▶ EXERCISE OBJECTIVE: Please give back each line of the listing, unchanged in every word.

▶ DATASET CONTENT:
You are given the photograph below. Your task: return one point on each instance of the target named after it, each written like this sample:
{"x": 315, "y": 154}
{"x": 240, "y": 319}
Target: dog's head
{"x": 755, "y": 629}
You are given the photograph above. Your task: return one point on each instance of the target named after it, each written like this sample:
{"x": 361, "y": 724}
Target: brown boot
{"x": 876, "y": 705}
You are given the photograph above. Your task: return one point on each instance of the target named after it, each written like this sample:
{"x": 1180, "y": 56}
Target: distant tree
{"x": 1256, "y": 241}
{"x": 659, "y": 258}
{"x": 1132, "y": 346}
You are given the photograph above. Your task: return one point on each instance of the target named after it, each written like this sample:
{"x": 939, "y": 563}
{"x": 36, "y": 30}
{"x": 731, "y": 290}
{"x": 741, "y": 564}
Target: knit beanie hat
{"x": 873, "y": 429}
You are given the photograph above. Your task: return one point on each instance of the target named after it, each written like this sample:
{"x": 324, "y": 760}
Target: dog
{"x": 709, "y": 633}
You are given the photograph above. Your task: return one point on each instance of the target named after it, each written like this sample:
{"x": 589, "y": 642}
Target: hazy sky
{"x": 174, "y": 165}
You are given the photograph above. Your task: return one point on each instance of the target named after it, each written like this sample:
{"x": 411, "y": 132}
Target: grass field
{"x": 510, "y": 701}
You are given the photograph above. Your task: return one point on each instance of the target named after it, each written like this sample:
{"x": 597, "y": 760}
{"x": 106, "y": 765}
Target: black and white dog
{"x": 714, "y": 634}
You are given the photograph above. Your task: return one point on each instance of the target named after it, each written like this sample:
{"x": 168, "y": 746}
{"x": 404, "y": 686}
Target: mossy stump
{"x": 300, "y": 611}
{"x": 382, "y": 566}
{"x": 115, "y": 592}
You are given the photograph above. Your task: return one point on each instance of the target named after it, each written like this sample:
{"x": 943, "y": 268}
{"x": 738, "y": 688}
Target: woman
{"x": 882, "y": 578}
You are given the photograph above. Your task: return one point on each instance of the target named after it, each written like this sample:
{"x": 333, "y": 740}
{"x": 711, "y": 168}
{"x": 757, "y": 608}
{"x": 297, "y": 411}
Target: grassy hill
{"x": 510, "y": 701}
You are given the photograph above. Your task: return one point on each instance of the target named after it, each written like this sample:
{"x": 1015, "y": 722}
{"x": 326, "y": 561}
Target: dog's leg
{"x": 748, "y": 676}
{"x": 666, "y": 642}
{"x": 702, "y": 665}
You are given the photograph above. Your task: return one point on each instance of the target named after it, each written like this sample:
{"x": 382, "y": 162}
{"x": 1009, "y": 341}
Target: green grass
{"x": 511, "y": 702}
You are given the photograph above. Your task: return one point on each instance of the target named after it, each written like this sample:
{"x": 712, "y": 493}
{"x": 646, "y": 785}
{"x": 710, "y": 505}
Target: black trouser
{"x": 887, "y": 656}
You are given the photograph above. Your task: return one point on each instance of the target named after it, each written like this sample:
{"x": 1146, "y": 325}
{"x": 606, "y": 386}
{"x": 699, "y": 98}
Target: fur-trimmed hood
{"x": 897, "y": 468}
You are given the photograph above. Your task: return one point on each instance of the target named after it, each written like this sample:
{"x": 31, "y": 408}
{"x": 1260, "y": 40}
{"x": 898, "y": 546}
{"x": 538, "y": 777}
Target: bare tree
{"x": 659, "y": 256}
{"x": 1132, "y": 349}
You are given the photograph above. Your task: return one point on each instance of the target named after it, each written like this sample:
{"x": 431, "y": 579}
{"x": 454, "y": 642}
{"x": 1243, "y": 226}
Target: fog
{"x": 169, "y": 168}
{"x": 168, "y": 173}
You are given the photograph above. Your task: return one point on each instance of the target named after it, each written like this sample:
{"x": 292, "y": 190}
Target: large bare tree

▶ EXPECTED OUTPUT:
You are given the photograph below. Your task: return one point on each instance of the target named after it, each written like this sample:
{"x": 315, "y": 154}
{"x": 240, "y": 319}
Target: dog's head
{"x": 755, "y": 629}
You are given the photograph above. Your task: return one point on each instance of the target named after it, each written like this sample:
{"x": 361, "y": 724}
Target: brown boot
{"x": 876, "y": 705}
You are given the photograph above. Your task: return one point on each instance of the target named after it, each written like this sample:
{"x": 1180, "y": 56}
Target: distant tree
{"x": 1256, "y": 241}
{"x": 659, "y": 258}
{"x": 1132, "y": 346}
You are given the photograph above. Your task: return one point on each instance of the target named after it, each written like this sample:
{"x": 939, "y": 563}
{"x": 36, "y": 30}
{"x": 731, "y": 290}
{"x": 741, "y": 564}
Target: knit beanie hat
{"x": 873, "y": 429}
You are given the photograph above. Your task: return one point on each instance of the target named after it, each written like this sample:
{"x": 324, "y": 760}
Target: dog
{"x": 709, "y": 633}
You are given the photograph above. Your task: return one point on each instance of the target named after it, each written like this sample:
{"x": 589, "y": 642}
Target: hazy sky
{"x": 174, "y": 165}
You are given the photograph above. Your task: return one point on each instance of the target named after it, each written like this sample:
{"x": 411, "y": 132}
Target: grass field
{"x": 510, "y": 701}
You are given the photograph above. Your task: return one point on each instance of the target named after it, each written like this sample:
{"x": 597, "y": 760}
{"x": 106, "y": 765}
Target: black and white dog
{"x": 714, "y": 634}
You are given the photograph above. Your task: return one point on each instance of the target named after it, each written like this sample:
{"x": 168, "y": 746}
{"x": 404, "y": 686}
Target: mossy stump
{"x": 300, "y": 611}
{"x": 382, "y": 566}
{"x": 115, "y": 592}
You are given the photograph above. Your task: return one point on each instance of the target named after it, each written like this sample:
{"x": 943, "y": 268}
{"x": 738, "y": 688}
Target: woman
{"x": 882, "y": 578}
You are given the photograph above. Your task: return one point on each instance of the target named after it, each written like this sample:
{"x": 333, "y": 740}
{"x": 711, "y": 168}
{"x": 757, "y": 608}
{"x": 297, "y": 411}
Target: grassy hill
{"x": 510, "y": 701}
You are given the photograph above. Your task: return one point on each instance of the target named after it, each written like this sample:
{"x": 1015, "y": 722}
{"x": 326, "y": 561}
Target: dog's leg
{"x": 748, "y": 676}
{"x": 666, "y": 642}
{"x": 702, "y": 665}
You are given the photograph above. Your task: return one point on each instance of the target named after it, each written like this sample:
{"x": 382, "y": 162}
{"x": 1009, "y": 341}
Target: green grass
{"x": 511, "y": 702}
You are given the photograph above. Your task: return one point on each instance of the target named after it, each written like this sample:
{"x": 712, "y": 493}
{"x": 646, "y": 785}
{"x": 710, "y": 505}
Target: black trouser
{"x": 887, "y": 656}
You are given the photograph above. Your task: return one point on each instance of the target named after it, each written like this sample:
{"x": 1146, "y": 325}
{"x": 606, "y": 386}
{"x": 699, "y": 98}
Target: fur-trimmed hood
{"x": 897, "y": 468}
You are given the photograph above. Your task: return one point on each instance of the target named after it, each written like this sample:
{"x": 31, "y": 408}
{"x": 1260, "y": 40}
{"x": 898, "y": 546}
{"x": 538, "y": 777}
Target: bare tree
{"x": 659, "y": 256}
{"x": 1132, "y": 349}
You are given the photograph above. Your task: return one point on each instance of the target named after it, each written like this sample:
{"x": 431, "y": 579}
{"x": 454, "y": 642}
{"x": 1243, "y": 226}
Target: fog
{"x": 169, "y": 168}
{"x": 168, "y": 173}
You are given the photograph above. Your task: return one point on each instance of the target named after it, each written like this sample:
{"x": 292, "y": 190}
Target: large bare tree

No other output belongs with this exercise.